Enfin, il convenait de retenir que l’art. 36 de la loi sur l’aéroport international de Genève du 10 juin 1993 (LAIG - H 3 25) instituait une obligation juridique de l’AIG d’inclure dans ses charges d’exploitation les indemnités correspondant aux moins-values foncières issues des allégements octroyés au regard de l’obligation de respecter les VLI.

62.         Les arguments formulés par les parties à l’appui de leurs conclusions respectives ainsi que le contenu des pièces qu’elles ont versées à la procédure seront repris et discutés ci-après dans la partie « En droit » dans la mesure utile

 

EN DROIT

1.             La prétention en indemnisation pour expropriation matérielle ici soumise au tribunal est fondée sur l’inconstructibilité des parcelles du requérant découlant de l’application des art. 22 LPE et 31 OPB, ainsi que de l’annexe 5 de l’OPB, de sorte qu’elle doit être soumise à la juridiction cantonale compétente pour les cas d’expropriation matérielle, selon les règles formelles cantonales applicables (ATF 132 II 475 ; cf. aussi arrêt du Tribunal fédéral 1C_534/2009 du 2 juin 2010 consid. 3).

2.             Conformément à l’art. 43 al. 2 de la loi genevoise sur l’expropriation pour cause d’utilité publique du 10 juin 1933 (LEx-GE - L 7 05), le Tribunal administratif de première instance est compétent pour statuer sur toute demande d’indemnité pour expropriation matérielle.

3.             Adressée d’abord à la commission, dont la compétence a été reprise par le tribunal, selon les formes prescrites par l’art. 45 LEx-GE, la requête est dès lors recevable.

4.             Selon l’art. 61A LEx-GE, la loi sur la procédure administrative du 12 septembre 1985 (LPA - E 5 10) s’applique dans le silence de la LEx-GE.

5.             À teneur de l’art. 69 al. 1 1ère phr. LPA, la juridiction administrative chargée de statuer est liée par les conclusions des parties.

6.             Selon la jurisprudence, des conclusions nouvelles prises après le délai de recours, par exemple au stade de la réplique, sont irrecevables (ATA/24/2024 du 9 janvier 2024 consid. 12.3 ; ATA/991/2021 du 27 septembre 2021 ; ATA/122/2016 du 9 février 2016 consid. 2b et les références citées), à moins qu’elles ne réduisent l’objet du litige (ATA/34/2014 du 21 janvier 2014 consid. 3 et les références citées).

7.             En l’espèce, suite aux enquêtes, le requérant a actualisé ses conclusions, en réduisant le montant de ses prétentions en indemnisation à CHF 11’520’000.- pour l’ensemble de ses parcelles, soit CHF 5’900’000.- pour la parcelle n° 1______ et CHF 5’620’000.- pour les parcelles nos 2______, 3______ et 4______, plus intérêt à 5% dès le 1er juin 2001.

C’est donc sur la base de ces dernières conclusions que le tribunal statuera.

8.             Au fond, le requérant considère que la restriction à la constructibilité de ses parcelles résultant de l’application des art. 22 LPE et 31 OPB, et de l’annexe 5 de l’OPB, ainsi que l’impact du déclassement en ZDIA, sont constitutifs d’une expropriation matérielle sujette à indemnisation.

▶ Données fournies:
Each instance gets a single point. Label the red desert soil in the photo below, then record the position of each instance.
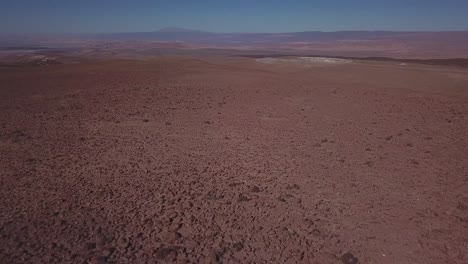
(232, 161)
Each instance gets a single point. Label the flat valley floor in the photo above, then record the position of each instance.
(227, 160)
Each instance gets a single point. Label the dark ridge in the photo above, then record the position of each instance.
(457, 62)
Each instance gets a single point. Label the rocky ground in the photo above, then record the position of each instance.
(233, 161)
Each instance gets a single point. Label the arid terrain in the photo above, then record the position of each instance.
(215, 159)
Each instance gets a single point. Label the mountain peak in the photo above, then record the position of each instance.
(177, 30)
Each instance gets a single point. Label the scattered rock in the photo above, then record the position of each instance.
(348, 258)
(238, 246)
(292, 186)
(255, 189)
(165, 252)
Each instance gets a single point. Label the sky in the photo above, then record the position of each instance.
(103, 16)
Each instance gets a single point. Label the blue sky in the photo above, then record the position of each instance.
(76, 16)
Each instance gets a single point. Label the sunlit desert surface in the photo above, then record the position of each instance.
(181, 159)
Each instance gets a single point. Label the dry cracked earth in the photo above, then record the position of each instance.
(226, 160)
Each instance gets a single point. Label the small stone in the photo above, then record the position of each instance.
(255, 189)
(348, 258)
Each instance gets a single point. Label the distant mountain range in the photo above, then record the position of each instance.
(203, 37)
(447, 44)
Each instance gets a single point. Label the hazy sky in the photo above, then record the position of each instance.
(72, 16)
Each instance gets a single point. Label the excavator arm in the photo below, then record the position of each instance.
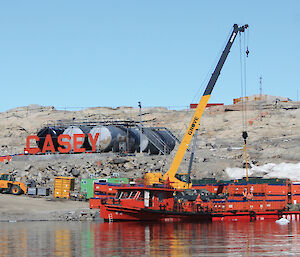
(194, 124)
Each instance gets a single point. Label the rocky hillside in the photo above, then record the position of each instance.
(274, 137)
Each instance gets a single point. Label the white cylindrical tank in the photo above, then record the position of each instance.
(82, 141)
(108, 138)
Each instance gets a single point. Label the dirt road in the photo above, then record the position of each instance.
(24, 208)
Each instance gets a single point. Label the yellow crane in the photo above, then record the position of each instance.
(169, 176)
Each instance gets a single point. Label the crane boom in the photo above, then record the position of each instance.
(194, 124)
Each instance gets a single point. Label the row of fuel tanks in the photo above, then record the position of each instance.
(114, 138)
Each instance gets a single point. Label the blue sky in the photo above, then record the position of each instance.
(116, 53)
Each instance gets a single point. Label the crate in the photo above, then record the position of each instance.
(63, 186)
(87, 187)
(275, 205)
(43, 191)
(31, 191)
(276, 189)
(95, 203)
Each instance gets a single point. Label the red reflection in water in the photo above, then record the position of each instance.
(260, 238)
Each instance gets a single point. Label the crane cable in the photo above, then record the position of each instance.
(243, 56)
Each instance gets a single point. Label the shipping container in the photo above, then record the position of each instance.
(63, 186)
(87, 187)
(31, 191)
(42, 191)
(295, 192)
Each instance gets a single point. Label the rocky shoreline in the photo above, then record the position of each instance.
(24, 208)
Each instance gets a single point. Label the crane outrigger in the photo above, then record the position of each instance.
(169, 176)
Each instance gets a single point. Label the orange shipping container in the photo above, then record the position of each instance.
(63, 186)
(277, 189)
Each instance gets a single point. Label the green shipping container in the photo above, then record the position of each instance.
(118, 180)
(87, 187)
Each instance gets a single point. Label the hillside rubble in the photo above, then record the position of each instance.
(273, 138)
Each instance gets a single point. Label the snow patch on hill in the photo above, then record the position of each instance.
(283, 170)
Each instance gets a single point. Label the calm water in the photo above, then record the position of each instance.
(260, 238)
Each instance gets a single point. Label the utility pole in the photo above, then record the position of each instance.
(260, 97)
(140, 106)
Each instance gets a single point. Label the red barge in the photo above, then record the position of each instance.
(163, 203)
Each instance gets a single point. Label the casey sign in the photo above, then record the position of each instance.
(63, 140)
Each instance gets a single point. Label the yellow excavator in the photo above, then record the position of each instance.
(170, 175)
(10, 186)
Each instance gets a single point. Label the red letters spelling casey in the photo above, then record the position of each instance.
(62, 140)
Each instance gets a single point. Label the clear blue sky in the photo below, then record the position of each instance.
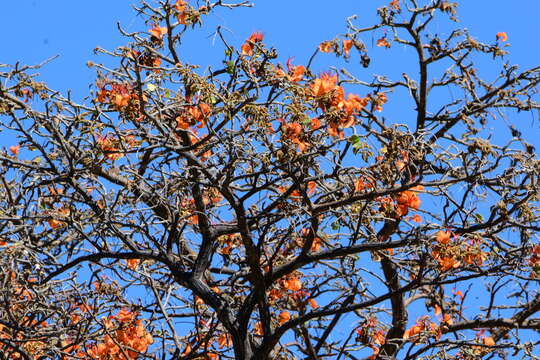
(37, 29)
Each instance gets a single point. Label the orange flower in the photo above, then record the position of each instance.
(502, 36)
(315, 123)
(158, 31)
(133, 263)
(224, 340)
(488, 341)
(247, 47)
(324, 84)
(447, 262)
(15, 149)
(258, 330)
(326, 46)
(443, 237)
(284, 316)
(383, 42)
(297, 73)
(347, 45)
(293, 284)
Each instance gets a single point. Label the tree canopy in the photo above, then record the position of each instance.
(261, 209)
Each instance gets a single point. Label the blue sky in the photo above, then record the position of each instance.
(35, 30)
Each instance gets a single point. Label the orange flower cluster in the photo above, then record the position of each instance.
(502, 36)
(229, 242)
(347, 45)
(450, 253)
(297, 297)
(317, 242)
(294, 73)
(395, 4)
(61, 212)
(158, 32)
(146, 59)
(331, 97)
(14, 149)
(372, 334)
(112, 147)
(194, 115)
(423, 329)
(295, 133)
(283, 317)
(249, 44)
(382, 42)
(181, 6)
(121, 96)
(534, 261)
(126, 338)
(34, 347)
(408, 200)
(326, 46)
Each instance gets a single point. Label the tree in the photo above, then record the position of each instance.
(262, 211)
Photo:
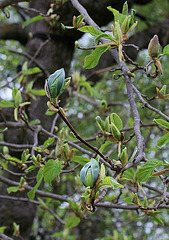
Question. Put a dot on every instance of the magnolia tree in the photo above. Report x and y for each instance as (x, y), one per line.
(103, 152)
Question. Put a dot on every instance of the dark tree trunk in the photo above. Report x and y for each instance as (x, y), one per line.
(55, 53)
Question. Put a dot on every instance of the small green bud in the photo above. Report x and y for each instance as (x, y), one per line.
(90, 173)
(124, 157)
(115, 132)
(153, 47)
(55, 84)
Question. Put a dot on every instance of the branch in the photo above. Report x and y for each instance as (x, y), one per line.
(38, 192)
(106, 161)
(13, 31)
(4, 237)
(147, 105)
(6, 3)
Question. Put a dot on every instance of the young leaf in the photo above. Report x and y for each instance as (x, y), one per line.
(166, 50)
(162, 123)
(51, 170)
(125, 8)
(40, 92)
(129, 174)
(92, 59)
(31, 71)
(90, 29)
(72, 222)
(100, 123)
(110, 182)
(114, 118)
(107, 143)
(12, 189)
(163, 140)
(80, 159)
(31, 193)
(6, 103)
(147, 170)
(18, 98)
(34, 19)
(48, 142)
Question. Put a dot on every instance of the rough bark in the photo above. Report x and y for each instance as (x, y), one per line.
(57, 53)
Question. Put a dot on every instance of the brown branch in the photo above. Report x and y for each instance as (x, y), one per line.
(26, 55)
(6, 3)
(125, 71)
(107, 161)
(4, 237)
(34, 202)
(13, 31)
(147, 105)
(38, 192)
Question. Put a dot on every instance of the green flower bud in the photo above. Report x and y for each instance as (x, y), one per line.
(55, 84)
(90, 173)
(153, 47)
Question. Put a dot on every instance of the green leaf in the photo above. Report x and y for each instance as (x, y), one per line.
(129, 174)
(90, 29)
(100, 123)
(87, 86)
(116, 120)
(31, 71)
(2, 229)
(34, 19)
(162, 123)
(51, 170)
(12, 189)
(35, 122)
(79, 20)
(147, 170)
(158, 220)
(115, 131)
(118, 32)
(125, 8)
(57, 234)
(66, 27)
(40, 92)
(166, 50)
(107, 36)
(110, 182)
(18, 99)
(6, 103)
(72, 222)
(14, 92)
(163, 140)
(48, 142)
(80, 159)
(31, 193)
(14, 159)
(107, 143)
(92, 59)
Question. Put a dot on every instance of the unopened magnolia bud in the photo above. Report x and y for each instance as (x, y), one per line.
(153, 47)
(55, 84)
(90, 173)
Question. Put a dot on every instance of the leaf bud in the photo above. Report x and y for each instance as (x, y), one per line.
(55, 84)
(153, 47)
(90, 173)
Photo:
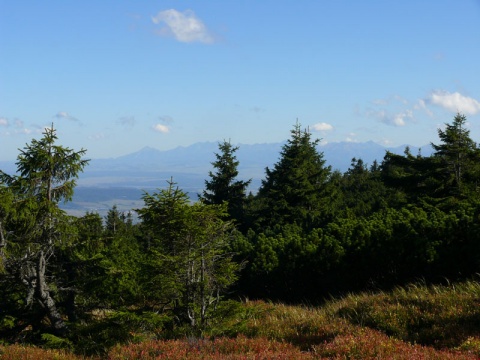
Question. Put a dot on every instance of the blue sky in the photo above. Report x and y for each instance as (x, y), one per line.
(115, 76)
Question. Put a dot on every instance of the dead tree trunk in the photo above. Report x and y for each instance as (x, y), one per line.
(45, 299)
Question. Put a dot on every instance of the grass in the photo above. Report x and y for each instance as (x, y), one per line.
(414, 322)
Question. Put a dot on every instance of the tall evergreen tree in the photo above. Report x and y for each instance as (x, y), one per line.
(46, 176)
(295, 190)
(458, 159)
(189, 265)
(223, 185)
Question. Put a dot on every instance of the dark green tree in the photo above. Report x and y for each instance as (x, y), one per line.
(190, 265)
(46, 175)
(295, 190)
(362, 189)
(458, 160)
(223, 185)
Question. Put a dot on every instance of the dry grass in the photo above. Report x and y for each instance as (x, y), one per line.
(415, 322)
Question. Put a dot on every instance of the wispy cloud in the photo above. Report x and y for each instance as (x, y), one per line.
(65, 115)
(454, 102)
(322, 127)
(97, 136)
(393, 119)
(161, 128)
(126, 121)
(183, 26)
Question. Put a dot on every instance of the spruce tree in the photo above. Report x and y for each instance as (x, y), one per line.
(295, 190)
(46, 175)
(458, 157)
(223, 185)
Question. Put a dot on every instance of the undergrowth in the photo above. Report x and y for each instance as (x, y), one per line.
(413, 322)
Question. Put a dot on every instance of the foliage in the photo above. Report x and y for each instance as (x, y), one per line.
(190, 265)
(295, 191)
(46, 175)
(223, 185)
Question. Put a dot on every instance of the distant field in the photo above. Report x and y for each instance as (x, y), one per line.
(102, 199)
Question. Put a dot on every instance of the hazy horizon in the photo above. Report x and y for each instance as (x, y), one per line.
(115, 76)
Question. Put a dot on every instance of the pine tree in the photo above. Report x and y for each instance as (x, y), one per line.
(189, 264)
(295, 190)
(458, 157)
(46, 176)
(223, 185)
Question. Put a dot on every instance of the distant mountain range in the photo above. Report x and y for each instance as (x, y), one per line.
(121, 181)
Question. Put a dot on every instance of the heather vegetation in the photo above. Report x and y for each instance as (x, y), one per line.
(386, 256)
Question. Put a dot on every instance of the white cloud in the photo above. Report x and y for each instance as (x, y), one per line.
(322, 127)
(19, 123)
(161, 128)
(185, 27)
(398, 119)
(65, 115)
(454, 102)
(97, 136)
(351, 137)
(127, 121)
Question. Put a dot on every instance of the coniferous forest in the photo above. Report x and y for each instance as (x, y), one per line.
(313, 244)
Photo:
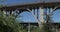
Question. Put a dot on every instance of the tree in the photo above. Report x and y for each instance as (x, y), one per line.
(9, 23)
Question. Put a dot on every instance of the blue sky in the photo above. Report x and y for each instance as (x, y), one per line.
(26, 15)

---

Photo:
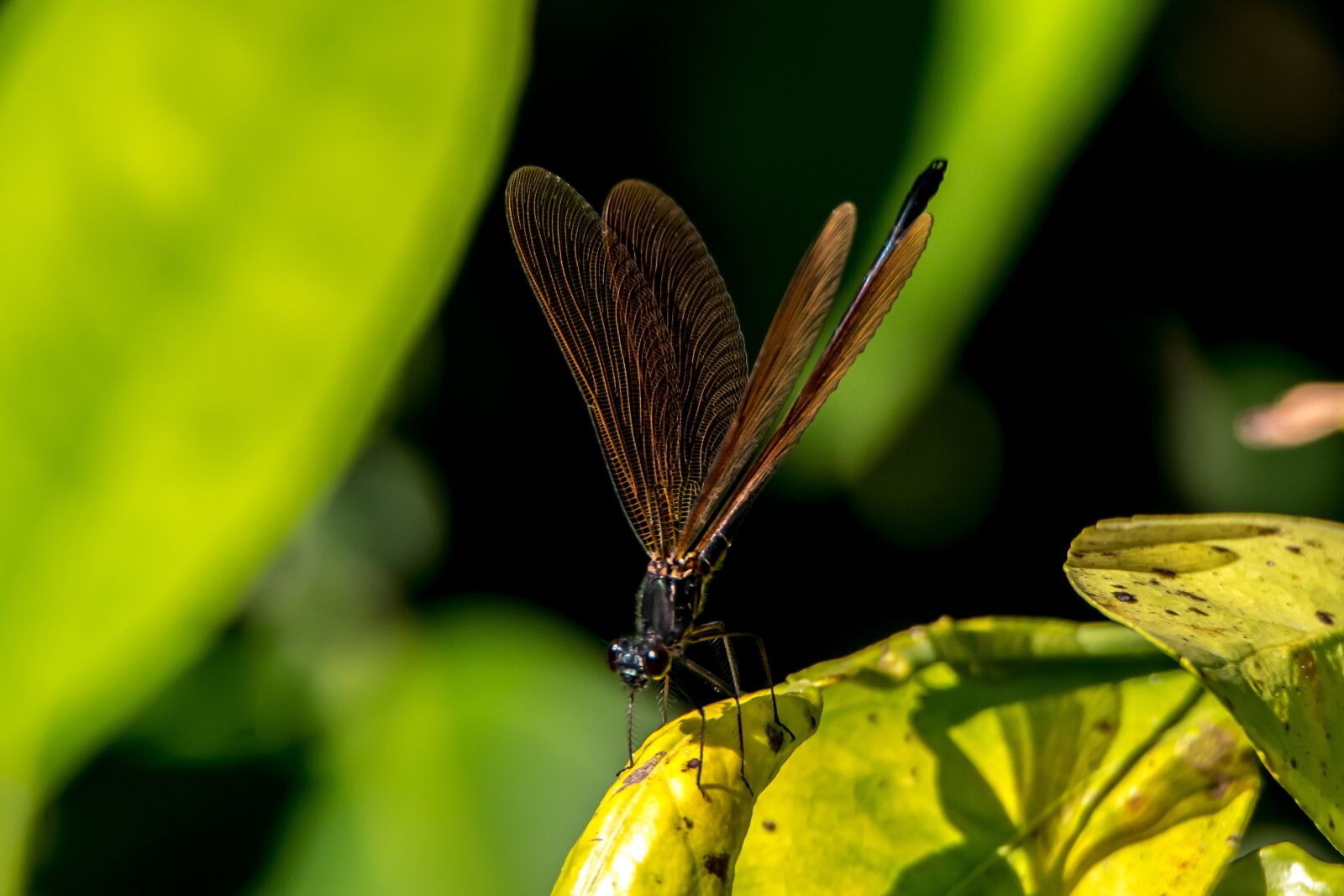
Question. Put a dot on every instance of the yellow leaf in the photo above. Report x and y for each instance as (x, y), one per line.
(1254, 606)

==

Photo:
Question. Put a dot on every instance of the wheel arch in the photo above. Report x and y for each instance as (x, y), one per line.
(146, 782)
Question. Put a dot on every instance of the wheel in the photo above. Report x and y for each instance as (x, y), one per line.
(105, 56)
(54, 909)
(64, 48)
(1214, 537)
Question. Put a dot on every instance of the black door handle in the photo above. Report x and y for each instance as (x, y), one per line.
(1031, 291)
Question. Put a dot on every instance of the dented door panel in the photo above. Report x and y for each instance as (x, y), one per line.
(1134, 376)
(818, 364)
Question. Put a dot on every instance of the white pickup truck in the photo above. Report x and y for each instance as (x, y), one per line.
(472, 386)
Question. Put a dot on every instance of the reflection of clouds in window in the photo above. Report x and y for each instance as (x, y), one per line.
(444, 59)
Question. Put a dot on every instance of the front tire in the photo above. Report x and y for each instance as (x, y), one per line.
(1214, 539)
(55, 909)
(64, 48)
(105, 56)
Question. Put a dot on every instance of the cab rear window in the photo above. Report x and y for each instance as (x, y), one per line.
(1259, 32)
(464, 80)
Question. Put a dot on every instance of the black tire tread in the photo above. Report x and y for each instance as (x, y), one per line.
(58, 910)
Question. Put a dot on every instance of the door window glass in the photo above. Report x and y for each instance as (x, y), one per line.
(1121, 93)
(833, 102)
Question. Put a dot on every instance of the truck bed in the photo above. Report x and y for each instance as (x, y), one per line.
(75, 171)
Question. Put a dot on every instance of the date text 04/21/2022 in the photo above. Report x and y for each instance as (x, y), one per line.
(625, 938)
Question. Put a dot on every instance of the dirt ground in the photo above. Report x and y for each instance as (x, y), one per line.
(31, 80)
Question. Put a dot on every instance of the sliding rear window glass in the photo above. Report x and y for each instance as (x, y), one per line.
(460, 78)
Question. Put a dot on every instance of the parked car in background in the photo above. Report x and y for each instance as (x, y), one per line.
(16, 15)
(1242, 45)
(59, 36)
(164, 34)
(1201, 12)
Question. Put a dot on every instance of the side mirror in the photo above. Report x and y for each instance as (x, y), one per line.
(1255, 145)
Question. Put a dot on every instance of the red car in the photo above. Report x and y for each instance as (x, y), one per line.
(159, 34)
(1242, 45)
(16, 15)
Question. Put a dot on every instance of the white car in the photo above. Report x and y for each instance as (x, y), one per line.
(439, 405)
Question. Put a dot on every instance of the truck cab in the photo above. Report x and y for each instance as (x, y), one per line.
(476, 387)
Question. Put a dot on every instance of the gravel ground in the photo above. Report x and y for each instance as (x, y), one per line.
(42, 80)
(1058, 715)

▶ Consigne A: Modifiez le passage du texte juridique allant de « 3.             Adressée d’abord » à « conclusions des parties. » : recopiez-le en remplaçant « commission » par « chambre ».
▶ Consigne B:
Pour chacune des affirmations suivantes, dites si elle concorde avec le texte juridique, en répondant par oui ou non et en citant les mots du texte qui tranchent.
(i) Dans le silence de la LEx-GE, la loi sur la procédure administrative s'applique.
(ii) Après les enquêtes, le requérant a augmenté le montant de ses prétentions.
(iii) Le requérant réclame un intérêt à 5 % dès le 1er juin 2001.
▶ Consigne C: Poursuivez le texte sur l'indemnisation pour expropriation matérielle à partir de sa dernière phrase.

▶ Réponse A:
3.             Adressée d’abord à la chambre, dont la compétence a été reprise par le tribunal, selon les formes prescrites par l’art. 45 LEx-GE, la requête est dès lors recevable.

4.             Selon l’art. 61A LEx-GE, la loi sur la procédure administrative du 12 septembre 1985 (LPA - E 5 10) s’applique dans le silence de la LEx-GE.

5.             À teneur de l’art. 69 al. 1 1ère phr. LPA, la juridiction administrative chargée de statuer est liée par les conclusions des parties.

▶ Réponse B:
(i) Oui : « la loi sur la procédure administrative du 12 septembre 1985 (LPA - E 5 10) s’applique dans le silence de la LEx-GE ».
(ii) Non : « en réduisant le montant de ses prétentions en indemnisation ».
(iii) Oui : « plus intérêt à 5% dès le 1er juin 2001 ».

▶ Réponse C:
Pour leur part, les intimés soutiennent que l’inconstructibilité des parcelles pour du logement ne ferait en réalité que révéler le statut juridique des bien-fonds et qu’il ne s’agirait donc pas, par essence, d’une restriction à la propriété. Subsidiairement, la restriction serait assimilable à un refus de classer (délimitation du droit de propriété), respectivement devrait être qualifiée de mesure de police. Enfin, si une restriction du droit de propriété équivalente à une expropriation devait être admise, ils estiment que les conditions d’une indemnisation ne seraient pas réunies.

9.             D’emblée, il sera relevé que le juge apprécie en principe librement une expertise et n’est pas lié par les conclusions de l’expert. Toutefois, il ne peut s’en écarter que lorsque des circonstances ou des indices importants et bien établis en ébranlent sérieusement la crédibilité ; il est alors tenu de motiver sa décision de ne pas suivre le rapport d’expertise. Inversement, si les conclusions d’une expertise judiciaire apparaissent douteuses sur des points essentiels, le juge doit recueillir des preuves complémentaires pour tenter de dissiper ses doutes. À défaut, en se fondant sur une expertise non concluante, il pourrait commettre une appréciation arbitraire des preuves et violer l’art. 9 Cst. (ATF 142 IV 49 consid. 2.1.3 ; 138 III 193 consid. 4.3.1).

En l’occurrence, le tribunal n’a aucune raison de mettre en doute et donc de s’écarter des expertises et, de fait, des postulats desquels les expertes sont parties, s’agissant de la méthode d’évaluation de la valeur vénale des biens-fonds concernés, de la détermination du prix du terrain et des effets des mesures litigieuses sur la propriété du requérant, ces éléments ayant du reste été expliqués en détail lors des différentes audiences de comparution des parties, durant lesquelles celles-ci ont eu la possibilité de s’exprimer et de poser leurs questions aux expertes. À cela s’ajoute que les expertes ont été désignées sur proposition commune de toutes les parties. Enfin, la méthode d’évaluation utilisée et les postulats retenus sont conformes à la pratique courante dans le domaine de l’évaluation de la valeur d’un bien-fonds. Le requérant ne conteste du reste pas, sur le principe, la méthodologie suivie par les expertes, ni n’avance d’élément qui permettrait de retenir que lesdits postulats et/ou la méthodologie suivie seraient arbitraires ; l’argumentation contraire du requérant ne constitue en définitive qu’une tentative de sa part de substituer sa propre appréciation à celle des expertes. Sur cette base, le tribunal de céans fera siennes les expertises et les conclusions qui en découlent.

10.         L’art. 22 LAT soumet l’octroi d’une autorisation de construire aux conditions que la construction ou l’installation soit conforme à la zone (al. 2 let. a) et que le terrain soit équipé (al. 2 let. b). Il réserve en outre les autres conditions posées par le droit fédéral et le droit cantonal (al. 3).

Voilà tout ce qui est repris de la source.